## Actions to take
**A)** According to the article on Alzheimer's blood testing, how often do PET imaging scans and spinal fluid taps predict the disease?
**B)** Pick up the article on early Alzheimer's diagnosis after its final paragraph and write the next few paragraphs.

## Document section

----------

New Alzheimer’s Research Promises Cheap, Easy Test
Blood tests for those in the early stages of the disease could someday be as common as one for cholesterol.
Research into the early diagnosis of Alzheimer’s disease, which has frustrated medical researchers for years, is finally beginning to make some promising advances. A study earlier this summer in the Journal of the American Medical Association reported that researchers in Sweden have developed a blood test that correctly identified the disease in 90 percent of the patients who had reported memory problems.
The success of the test was particularly impressive when compared to existing techniques such as the use of PET imaging scans and invasive taps of spinal fluid, which predict the disease only 73 percent of the time. Both the imaging technology and the examination of cerebrospinal fluid require highly trained diagnostics and in the case of imaging is extremely expensive.
The research on the new blood test was presented in late July at the international science conference of the Alzheimer Association in Philadelphia. It is cheap and relatively simple to administer. The co-director of the Penn Memory Center at the University of Pennsylvania hailed the study as a major step forward in dramatically slashing the cost of diagnosis for Alzheimer’s. Dr. Jason Karlawish, who was not involved in the Swedish study, reportedly was impressed.
“Not too long ago measuring the pathology of the brain of a living human was considered just impossible,” Dr. Karlawish said. “This study adds to the revolution that has occurred in our ability to measure what’s going on in the brain of living humans.”
The day may not be far off, some experts suggested, when a test for Alzheimer’s may be as routine as a test for cholesterol.
Furthermore, the announcement of a small-scale pilot study at the University of Melbourne last week indicated that measuring potassium isotopes in blood serum showed the potential to diagnose the disease before cognitive decline or other disease symptoms became apparent.
At Emory’s Brain Health Center, Dr. Allan Levey, director of the Goizueta Alzheimer’s Disease Research Center, was optimistic about further breakthroughs in the diagnosis and treatment of the disease.
“It’s been a dramatic, dramatic revolution in healthcare,” Dr. Levey said, “to be able to all of a sudden increase the efficiency of diagnosis, increase the number of patients that can be seen with concerns about memory loss, create the specialized testing with the amyloid PET imaging samples, and then create the teams necessary to safely administer these new medicines.”

----------

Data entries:
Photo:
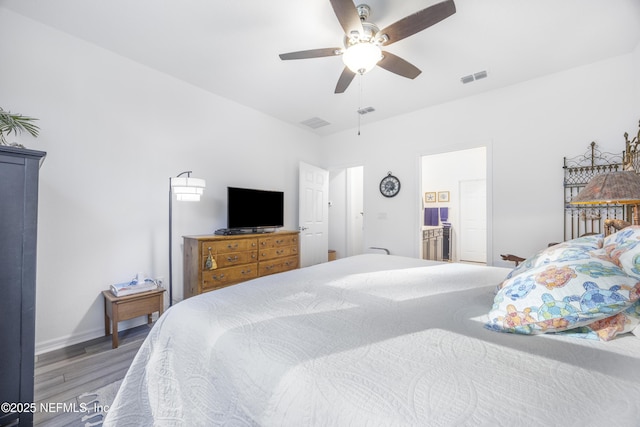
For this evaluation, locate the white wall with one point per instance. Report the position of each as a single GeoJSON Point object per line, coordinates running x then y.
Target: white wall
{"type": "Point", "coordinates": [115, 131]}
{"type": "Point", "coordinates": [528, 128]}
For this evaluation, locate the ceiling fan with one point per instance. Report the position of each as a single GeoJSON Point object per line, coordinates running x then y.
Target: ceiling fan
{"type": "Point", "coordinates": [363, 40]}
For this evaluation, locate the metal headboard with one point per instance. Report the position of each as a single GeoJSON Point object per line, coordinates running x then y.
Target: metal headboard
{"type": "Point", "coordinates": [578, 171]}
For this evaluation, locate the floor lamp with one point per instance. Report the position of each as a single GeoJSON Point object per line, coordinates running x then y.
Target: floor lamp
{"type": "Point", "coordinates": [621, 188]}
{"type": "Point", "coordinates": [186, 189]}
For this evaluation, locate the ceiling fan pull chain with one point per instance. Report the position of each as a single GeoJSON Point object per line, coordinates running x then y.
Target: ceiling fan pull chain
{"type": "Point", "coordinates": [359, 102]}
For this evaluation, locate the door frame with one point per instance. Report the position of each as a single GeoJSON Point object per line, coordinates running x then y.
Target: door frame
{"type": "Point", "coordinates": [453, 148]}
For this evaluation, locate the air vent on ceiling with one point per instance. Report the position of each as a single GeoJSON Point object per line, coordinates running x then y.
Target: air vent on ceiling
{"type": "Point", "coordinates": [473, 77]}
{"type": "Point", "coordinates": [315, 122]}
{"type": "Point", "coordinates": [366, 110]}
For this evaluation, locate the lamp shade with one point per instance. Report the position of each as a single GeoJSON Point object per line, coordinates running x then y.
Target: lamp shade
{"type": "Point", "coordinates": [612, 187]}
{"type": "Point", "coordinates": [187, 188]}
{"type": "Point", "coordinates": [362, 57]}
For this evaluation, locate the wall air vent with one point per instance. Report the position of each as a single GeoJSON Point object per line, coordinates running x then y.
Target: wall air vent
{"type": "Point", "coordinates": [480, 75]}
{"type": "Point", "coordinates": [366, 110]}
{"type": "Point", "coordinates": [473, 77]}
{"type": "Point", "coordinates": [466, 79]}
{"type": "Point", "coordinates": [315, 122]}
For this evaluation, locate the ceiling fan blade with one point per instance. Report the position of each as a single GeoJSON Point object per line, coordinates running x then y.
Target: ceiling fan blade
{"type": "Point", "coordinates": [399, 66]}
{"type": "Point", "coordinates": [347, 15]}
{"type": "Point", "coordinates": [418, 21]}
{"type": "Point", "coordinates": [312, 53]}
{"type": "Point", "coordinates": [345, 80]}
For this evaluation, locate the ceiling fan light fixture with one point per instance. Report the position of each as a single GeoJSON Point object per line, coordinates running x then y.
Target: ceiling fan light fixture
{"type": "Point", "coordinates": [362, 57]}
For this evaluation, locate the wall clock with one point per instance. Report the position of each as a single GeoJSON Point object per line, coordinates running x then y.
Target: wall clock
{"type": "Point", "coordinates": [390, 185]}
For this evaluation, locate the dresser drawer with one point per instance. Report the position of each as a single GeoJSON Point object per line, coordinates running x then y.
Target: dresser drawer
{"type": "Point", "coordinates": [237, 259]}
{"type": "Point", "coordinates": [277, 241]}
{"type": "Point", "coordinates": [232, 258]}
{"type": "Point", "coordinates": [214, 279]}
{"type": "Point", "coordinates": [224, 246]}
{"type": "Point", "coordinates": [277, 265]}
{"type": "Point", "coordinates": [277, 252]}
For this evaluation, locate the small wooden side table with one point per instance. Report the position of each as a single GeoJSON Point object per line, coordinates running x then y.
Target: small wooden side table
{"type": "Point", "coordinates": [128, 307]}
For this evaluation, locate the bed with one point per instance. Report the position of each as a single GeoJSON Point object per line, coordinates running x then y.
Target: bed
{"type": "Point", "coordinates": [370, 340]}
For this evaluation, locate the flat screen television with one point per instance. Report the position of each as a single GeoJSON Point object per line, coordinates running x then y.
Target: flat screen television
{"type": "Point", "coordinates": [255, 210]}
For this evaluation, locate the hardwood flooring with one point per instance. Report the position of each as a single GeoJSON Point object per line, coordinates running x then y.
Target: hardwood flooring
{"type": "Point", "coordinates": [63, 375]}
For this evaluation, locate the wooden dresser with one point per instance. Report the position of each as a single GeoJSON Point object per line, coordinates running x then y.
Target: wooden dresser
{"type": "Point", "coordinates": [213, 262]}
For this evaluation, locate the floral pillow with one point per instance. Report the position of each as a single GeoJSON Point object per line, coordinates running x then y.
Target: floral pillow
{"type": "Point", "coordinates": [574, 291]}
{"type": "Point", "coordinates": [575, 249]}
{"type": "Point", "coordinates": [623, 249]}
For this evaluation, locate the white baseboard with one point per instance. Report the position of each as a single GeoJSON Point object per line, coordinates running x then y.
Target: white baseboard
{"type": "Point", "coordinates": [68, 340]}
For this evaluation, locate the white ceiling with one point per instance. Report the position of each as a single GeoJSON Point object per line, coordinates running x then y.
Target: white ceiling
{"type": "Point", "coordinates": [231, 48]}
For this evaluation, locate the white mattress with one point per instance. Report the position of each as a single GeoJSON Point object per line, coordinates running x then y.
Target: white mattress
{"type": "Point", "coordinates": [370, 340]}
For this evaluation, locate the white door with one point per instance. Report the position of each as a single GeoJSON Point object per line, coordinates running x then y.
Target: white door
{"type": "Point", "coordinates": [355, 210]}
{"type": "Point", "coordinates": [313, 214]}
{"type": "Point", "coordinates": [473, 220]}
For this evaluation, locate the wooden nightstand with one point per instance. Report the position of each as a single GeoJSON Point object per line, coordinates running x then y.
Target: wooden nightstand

----------

## Exercise results
**A)** 73 percent of the time.

**B)**
Also, earlier this summer, the FDA approved the third drug for the treatment of Alzheimer’s disease in its early stages. The federal agency in early July approved Kisunia, a drug developed by Eli Lilly. It’s administered through an expensive intravenous infusion therapy every four weeks but has been shown to be effective for patients with mild cognitive impairment.
The ability to diagnose the disease earlier, combined with drugs now and in the future that are effective early in the disease’s progression, according to Dr. Levey, would be an important advance for clinicians.
“We are needing to make a lot more progress on other causes of Alzheimer’s, but we can’t overlook this is a huge, huge advance to be able to identify people in the earlier stages more rapidly, efficiently, on a large scale that so we can get this into public health. These new medicines only work in the very early stages of the disease.”
The Swedish study used a blood test that measures a protein called ptau-217 that develops into tangles in the brain of those with Alzheimer’s. It has been found to be the most accurate way of predicting the development of the disease.
Approximately 1,200 patients with mild memory loss were used for the research.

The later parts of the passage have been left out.